■ **Bounding box annotation entries**:
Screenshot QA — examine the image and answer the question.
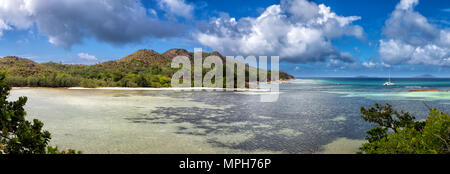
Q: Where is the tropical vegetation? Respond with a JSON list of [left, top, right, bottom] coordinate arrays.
[[360, 104, 450, 154], [0, 49, 293, 88], [0, 73, 81, 154]]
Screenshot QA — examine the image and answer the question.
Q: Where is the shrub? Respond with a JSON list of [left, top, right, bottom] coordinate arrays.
[[360, 104, 450, 154]]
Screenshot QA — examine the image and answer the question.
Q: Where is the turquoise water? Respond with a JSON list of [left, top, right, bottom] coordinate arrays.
[[11, 78, 450, 153]]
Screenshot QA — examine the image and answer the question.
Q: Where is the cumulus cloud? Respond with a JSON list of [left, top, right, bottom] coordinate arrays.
[[361, 61, 378, 68], [378, 0, 450, 66], [0, 0, 181, 48], [195, 0, 364, 63], [158, 0, 194, 19], [78, 53, 98, 61]]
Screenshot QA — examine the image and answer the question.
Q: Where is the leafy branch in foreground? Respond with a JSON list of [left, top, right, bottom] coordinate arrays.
[[0, 74, 81, 154], [360, 104, 450, 154]]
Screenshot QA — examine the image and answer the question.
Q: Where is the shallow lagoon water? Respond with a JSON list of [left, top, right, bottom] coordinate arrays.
[[10, 79, 450, 153]]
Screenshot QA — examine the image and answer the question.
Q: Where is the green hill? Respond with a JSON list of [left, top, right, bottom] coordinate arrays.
[[0, 49, 294, 88]]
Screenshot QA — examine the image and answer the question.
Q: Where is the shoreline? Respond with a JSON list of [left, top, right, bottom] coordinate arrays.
[[12, 79, 295, 92]]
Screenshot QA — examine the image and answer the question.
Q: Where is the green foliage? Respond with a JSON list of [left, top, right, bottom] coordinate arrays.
[[0, 74, 80, 154], [0, 49, 293, 88], [360, 104, 450, 154]]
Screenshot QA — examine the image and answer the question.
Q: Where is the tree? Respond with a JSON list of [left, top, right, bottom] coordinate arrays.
[[0, 73, 80, 154], [360, 104, 450, 154]]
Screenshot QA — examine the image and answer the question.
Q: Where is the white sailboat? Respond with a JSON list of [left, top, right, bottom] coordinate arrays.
[[383, 71, 395, 86]]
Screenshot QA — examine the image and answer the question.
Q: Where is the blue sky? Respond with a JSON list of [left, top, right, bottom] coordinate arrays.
[[0, 0, 450, 77]]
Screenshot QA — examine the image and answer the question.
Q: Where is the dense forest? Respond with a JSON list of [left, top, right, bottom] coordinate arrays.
[[0, 49, 294, 88]]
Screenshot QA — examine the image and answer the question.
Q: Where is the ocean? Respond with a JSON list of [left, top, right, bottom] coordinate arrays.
[[10, 78, 450, 154]]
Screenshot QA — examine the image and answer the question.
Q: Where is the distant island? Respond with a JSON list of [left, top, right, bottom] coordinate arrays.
[[0, 49, 294, 88]]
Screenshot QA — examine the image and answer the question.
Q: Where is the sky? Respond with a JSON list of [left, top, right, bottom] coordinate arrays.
[[0, 0, 450, 77]]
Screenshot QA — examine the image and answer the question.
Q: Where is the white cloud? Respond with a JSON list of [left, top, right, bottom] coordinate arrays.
[[78, 53, 98, 61], [195, 0, 364, 63], [0, 0, 184, 48], [378, 0, 450, 66], [361, 61, 378, 68], [158, 0, 194, 19]]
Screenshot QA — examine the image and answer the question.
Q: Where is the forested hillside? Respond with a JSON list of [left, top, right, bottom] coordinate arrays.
[[0, 49, 294, 88]]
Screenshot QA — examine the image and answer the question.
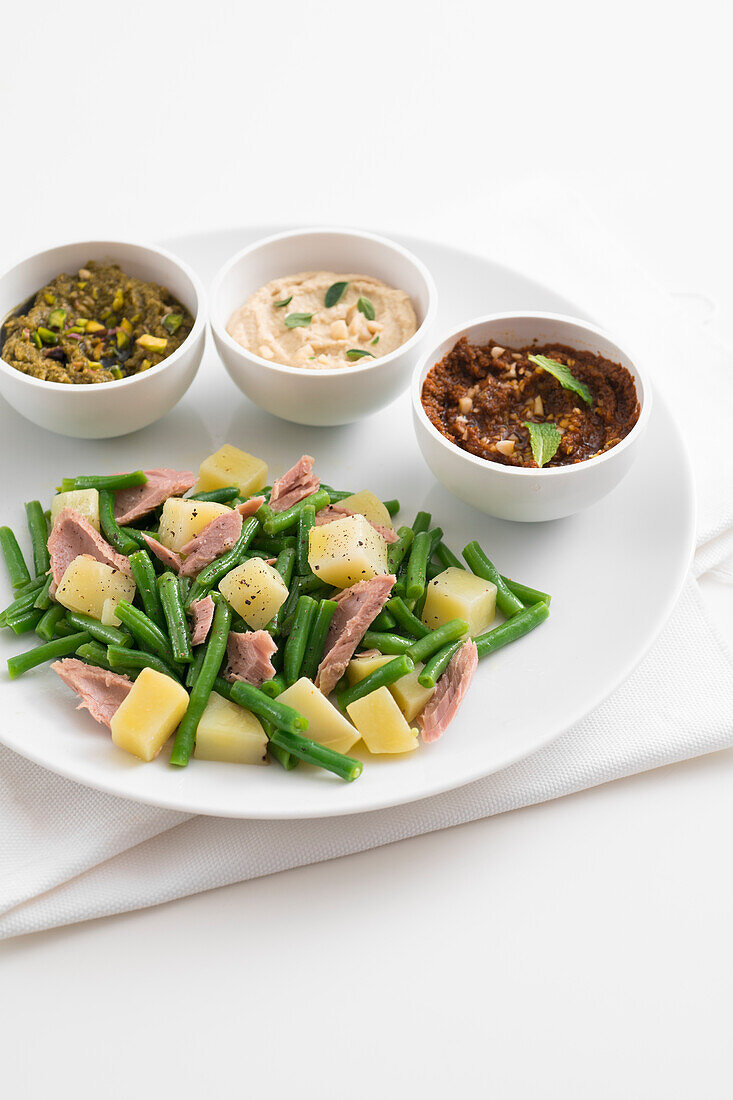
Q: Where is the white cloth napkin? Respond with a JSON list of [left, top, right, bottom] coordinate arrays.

■ **Short task**: How many lines in the rows above contain the string "cloud"? Reply with the number alone.

■ **Task result**: 2